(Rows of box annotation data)
***

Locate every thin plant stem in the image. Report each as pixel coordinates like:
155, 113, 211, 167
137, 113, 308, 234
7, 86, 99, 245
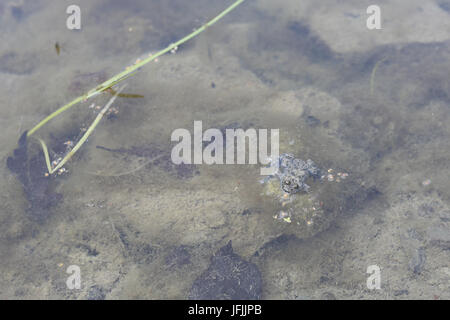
39, 86, 125, 174
27, 0, 245, 137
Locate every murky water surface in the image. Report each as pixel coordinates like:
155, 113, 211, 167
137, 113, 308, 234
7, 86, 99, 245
0, 0, 450, 299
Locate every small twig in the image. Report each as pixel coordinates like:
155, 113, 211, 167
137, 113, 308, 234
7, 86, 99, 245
39, 85, 125, 174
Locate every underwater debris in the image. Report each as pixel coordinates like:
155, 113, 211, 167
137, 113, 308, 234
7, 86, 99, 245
188, 240, 262, 300
6, 131, 62, 221
268, 153, 320, 194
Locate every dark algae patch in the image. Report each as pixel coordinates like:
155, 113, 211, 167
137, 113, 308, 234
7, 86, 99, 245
6, 131, 62, 221
189, 241, 262, 300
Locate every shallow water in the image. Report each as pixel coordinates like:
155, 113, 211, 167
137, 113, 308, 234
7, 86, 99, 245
0, 0, 450, 299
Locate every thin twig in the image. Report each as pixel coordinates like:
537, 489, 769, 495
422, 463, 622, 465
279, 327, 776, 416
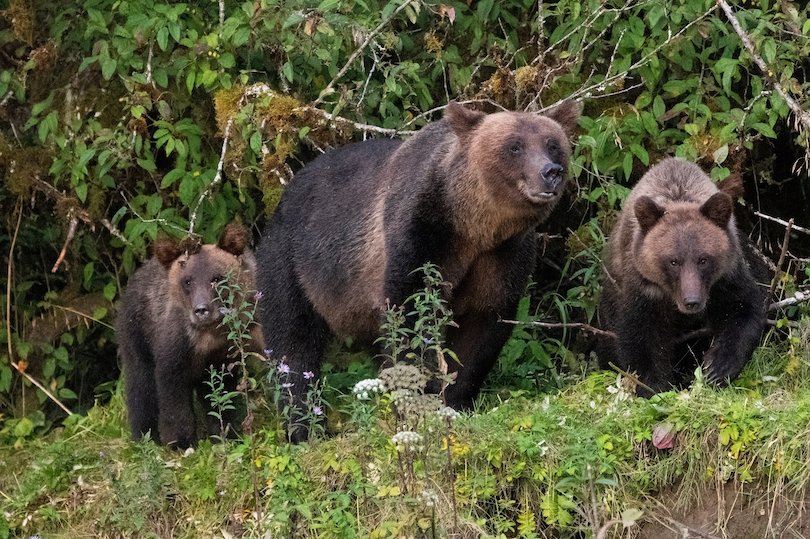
312, 0, 413, 107
765, 217, 793, 309
608, 361, 658, 393
6, 198, 73, 415
188, 117, 233, 236
768, 292, 810, 312
754, 211, 810, 234
51, 212, 79, 273
716, 0, 810, 131
498, 320, 616, 339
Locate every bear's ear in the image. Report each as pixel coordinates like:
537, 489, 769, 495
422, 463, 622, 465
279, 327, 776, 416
633, 197, 665, 234
700, 192, 734, 228
217, 223, 248, 256
152, 236, 184, 269
543, 99, 582, 137
717, 174, 745, 200
444, 101, 486, 138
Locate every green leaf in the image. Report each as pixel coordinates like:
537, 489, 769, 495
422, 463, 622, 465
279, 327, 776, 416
250, 131, 262, 155
751, 122, 776, 138
76, 182, 87, 203
186, 70, 197, 93
281, 61, 295, 82
14, 417, 34, 438
157, 26, 169, 51
101, 58, 118, 80
712, 144, 728, 165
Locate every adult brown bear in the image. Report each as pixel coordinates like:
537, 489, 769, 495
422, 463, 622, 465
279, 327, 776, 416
116, 224, 261, 448
257, 102, 581, 440
599, 158, 765, 396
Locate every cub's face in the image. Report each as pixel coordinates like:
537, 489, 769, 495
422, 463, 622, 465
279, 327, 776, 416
635, 194, 734, 314
169, 245, 244, 328
154, 224, 256, 329
446, 102, 581, 212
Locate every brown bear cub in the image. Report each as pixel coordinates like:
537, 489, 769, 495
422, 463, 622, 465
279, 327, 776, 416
116, 223, 261, 448
599, 158, 764, 396
257, 102, 580, 440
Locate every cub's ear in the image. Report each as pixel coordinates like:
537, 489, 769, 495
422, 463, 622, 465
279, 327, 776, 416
543, 99, 582, 137
217, 223, 248, 256
152, 236, 185, 269
444, 101, 486, 138
700, 192, 734, 228
633, 197, 665, 234
717, 174, 745, 201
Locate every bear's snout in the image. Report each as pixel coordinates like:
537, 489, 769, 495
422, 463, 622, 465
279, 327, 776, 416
194, 303, 211, 322
540, 163, 563, 192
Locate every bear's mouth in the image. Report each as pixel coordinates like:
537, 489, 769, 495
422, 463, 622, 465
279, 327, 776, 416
523, 190, 559, 204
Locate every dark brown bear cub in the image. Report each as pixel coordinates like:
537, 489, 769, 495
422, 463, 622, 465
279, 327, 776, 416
599, 158, 764, 396
116, 224, 256, 448
257, 103, 580, 439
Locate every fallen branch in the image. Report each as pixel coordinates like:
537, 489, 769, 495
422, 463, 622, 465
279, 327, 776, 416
715, 0, 810, 135
51, 212, 79, 273
6, 199, 73, 415
498, 320, 616, 339
608, 361, 658, 393
765, 217, 793, 310
188, 118, 233, 236
754, 211, 810, 234
312, 0, 413, 107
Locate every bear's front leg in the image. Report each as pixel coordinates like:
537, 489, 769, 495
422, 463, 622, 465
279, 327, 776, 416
155, 339, 197, 449
702, 269, 765, 385
616, 296, 675, 398
445, 234, 536, 409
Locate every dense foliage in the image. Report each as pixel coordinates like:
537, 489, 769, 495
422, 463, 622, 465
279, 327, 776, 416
0, 0, 810, 537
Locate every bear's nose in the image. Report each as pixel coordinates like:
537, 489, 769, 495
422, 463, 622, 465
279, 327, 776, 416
540, 163, 562, 191
683, 297, 701, 312
194, 303, 211, 320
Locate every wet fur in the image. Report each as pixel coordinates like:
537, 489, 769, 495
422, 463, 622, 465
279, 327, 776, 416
116, 224, 261, 448
258, 100, 580, 437
599, 158, 764, 395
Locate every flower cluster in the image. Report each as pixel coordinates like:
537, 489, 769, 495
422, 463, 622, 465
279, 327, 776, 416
380, 363, 427, 393
391, 430, 422, 451
352, 378, 385, 400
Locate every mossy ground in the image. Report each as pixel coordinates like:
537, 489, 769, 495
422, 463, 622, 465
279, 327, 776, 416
0, 324, 810, 538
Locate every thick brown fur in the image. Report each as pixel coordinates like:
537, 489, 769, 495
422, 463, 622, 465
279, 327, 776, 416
116, 224, 261, 448
599, 158, 764, 394
258, 103, 580, 437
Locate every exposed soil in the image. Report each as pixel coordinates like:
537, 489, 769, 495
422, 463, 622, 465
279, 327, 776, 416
636, 483, 810, 539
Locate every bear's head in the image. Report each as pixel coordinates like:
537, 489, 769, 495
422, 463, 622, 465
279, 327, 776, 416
633, 191, 737, 314
153, 223, 256, 329
444, 101, 582, 216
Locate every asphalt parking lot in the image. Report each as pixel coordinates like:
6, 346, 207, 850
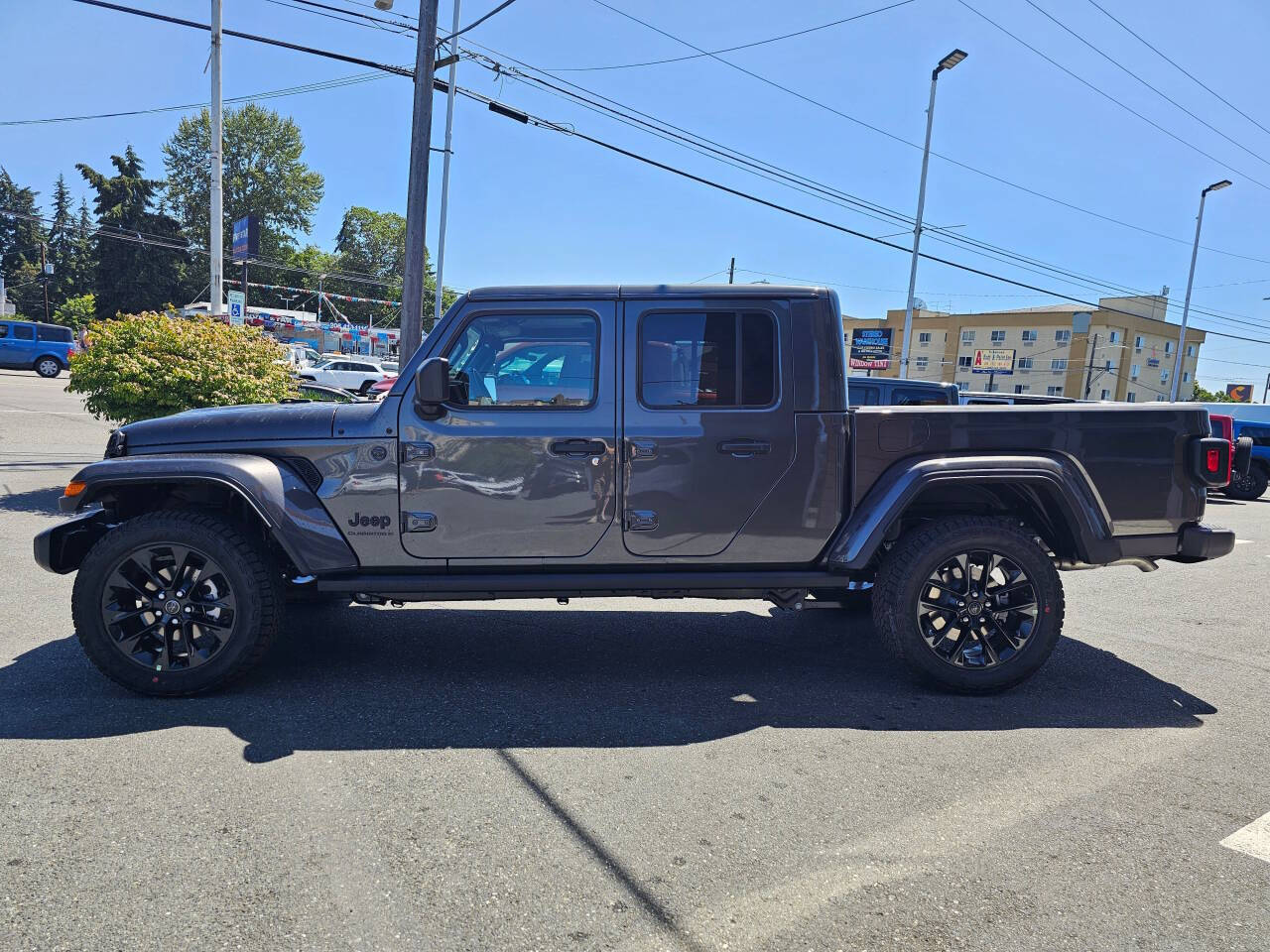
0, 372, 1270, 951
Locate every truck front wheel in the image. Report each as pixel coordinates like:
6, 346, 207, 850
71, 512, 283, 695
872, 516, 1063, 694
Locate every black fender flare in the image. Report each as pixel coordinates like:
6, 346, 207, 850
826, 453, 1120, 571
45, 453, 358, 575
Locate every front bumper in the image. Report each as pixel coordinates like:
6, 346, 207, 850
33, 509, 110, 575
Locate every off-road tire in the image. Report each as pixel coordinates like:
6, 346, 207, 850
71, 511, 283, 697
36, 357, 63, 380
872, 516, 1065, 694
1221, 462, 1270, 502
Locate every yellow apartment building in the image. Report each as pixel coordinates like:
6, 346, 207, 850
843, 296, 1204, 403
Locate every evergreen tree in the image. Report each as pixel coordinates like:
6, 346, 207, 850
49, 176, 82, 307
0, 167, 45, 317
75, 146, 190, 317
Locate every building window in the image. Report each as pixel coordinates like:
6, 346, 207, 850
640, 311, 777, 409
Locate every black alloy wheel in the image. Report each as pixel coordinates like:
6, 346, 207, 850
101, 543, 237, 671
917, 549, 1036, 667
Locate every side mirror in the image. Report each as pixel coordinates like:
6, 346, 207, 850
414, 357, 449, 420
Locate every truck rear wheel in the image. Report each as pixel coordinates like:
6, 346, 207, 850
872, 516, 1063, 694
1221, 462, 1270, 502
71, 512, 283, 697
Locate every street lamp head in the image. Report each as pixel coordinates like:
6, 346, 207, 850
935, 50, 967, 72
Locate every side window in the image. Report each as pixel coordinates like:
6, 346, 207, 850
639, 311, 777, 408
445, 313, 599, 408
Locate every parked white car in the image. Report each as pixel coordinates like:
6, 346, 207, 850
299, 357, 395, 395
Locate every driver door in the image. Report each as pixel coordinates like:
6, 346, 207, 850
399, 300, 617, 563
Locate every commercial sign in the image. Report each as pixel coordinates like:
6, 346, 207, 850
849, 327, 892, 371
970, 348, 1015, 375
225, 291, 246, 326
1225, 384, 1252, 404
230, 214, 260, 262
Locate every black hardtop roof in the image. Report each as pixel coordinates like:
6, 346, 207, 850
467, 285, 829, 300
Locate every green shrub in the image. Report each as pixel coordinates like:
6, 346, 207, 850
67, 312, 295, 422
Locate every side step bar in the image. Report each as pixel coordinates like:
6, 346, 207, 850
314, 571, 848, 602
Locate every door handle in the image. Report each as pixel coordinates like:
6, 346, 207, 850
718, 439, 772, 458
550, 439, 608, 457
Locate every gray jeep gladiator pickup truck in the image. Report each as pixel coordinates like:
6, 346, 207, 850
35, 286, 1234, 694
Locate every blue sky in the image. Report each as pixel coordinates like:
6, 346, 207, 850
0, 0, 1270, 396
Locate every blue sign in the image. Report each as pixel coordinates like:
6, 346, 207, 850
230, 214, 260, 262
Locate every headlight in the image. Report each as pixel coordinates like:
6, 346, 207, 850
101, 430, 128, 459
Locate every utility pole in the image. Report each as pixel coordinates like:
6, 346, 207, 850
1169, 178, 1230, 401
207, 0, 224, 317
1084, 334, 1098, 400
401, 0, 437, 362
40, 241, 49, 323
430, 0, 459, 325
899, 50, 966, 380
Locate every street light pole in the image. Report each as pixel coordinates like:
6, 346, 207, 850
207, 0, 224, 317
396, 0, 437, 361
899, 50, 966, 380
432, 0, 459, 325
1169, 178, 1230, 401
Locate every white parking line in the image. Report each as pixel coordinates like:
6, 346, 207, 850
1220, 813, 1270, 863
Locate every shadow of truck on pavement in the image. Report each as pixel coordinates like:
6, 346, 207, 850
0, 607, 1215, 762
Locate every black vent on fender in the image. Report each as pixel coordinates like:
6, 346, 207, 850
281, 456, 321, 493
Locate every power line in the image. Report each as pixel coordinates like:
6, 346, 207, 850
1089, 0, 1270, 143
437, 0, 516, 46
552, 0, 913, 72
573, 0, 1270, 264
1025, 0, 1266, 171
954, 0, 1270, 191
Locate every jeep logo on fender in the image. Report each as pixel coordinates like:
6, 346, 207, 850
348, 513, 393, 530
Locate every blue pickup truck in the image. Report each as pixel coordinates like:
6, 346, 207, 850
0, 317, 75, 377
1223, 420, 1270, 499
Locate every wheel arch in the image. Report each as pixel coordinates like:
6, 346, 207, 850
826, 454, 1115, 571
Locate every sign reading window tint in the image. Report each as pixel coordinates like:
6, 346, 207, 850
447, 314, 599, 408
640, 311, 776, 408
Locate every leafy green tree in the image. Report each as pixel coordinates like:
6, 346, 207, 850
163, 103, 325, 260
67, 313, 295, 422
54, 294, 96, 330
0, 167, 45, 314
75, 146, 190, 316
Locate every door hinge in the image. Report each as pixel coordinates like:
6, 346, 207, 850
625, 509, 657, 532
401, 443, 437, 463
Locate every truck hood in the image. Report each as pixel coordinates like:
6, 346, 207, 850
122, 404, 336, 453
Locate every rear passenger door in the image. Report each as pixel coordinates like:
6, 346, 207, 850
622, 298, 795, 557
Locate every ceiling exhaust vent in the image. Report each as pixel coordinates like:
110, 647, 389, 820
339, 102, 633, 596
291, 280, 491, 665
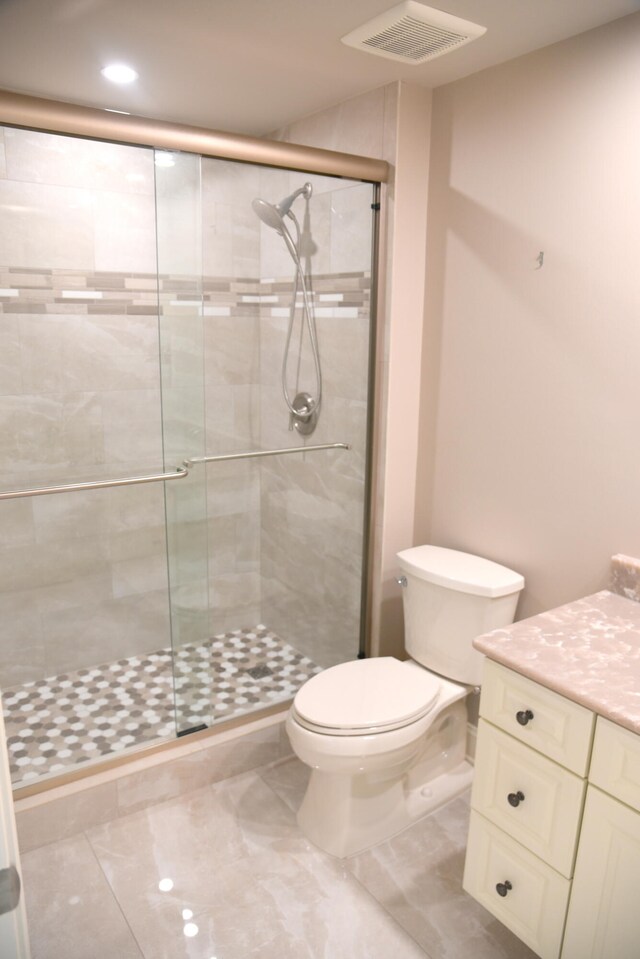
342, 0, 487, 66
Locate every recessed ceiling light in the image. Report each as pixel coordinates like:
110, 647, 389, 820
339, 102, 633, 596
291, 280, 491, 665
100, 63, 138, 83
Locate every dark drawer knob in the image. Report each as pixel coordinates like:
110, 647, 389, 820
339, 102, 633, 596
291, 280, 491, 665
516, 709, 533, 726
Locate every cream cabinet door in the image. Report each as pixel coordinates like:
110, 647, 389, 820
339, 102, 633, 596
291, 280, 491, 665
462, 810, 568, 959
471, 719, 586, 878
562, 786, 640, 959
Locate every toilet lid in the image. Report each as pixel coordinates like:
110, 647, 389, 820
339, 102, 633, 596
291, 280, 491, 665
294, 656, 440, 735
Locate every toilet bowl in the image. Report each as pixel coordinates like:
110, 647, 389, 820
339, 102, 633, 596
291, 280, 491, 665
286, 546, 524, 858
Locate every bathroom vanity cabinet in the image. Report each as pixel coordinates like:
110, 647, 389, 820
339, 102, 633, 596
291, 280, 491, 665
463, 660, 640, 959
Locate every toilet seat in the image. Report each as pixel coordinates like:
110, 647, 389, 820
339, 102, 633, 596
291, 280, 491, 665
293, 656, 441, 736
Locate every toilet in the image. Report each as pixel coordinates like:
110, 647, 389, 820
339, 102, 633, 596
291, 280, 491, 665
286, 546, 524, 858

***

Set problem:
Retype the lines above word for word, starting with the very first line and ending with the line that has "27, 0, 245, 137". Leave out the pictures.

The solution:
Locate every thin plant stem in the image. Report each as pixel coordinates like:
155, 113, 211, 167
137, 113, 308, 234
7, 86, 99, 245
39, 86, 125, 174
27, 0, 245, 137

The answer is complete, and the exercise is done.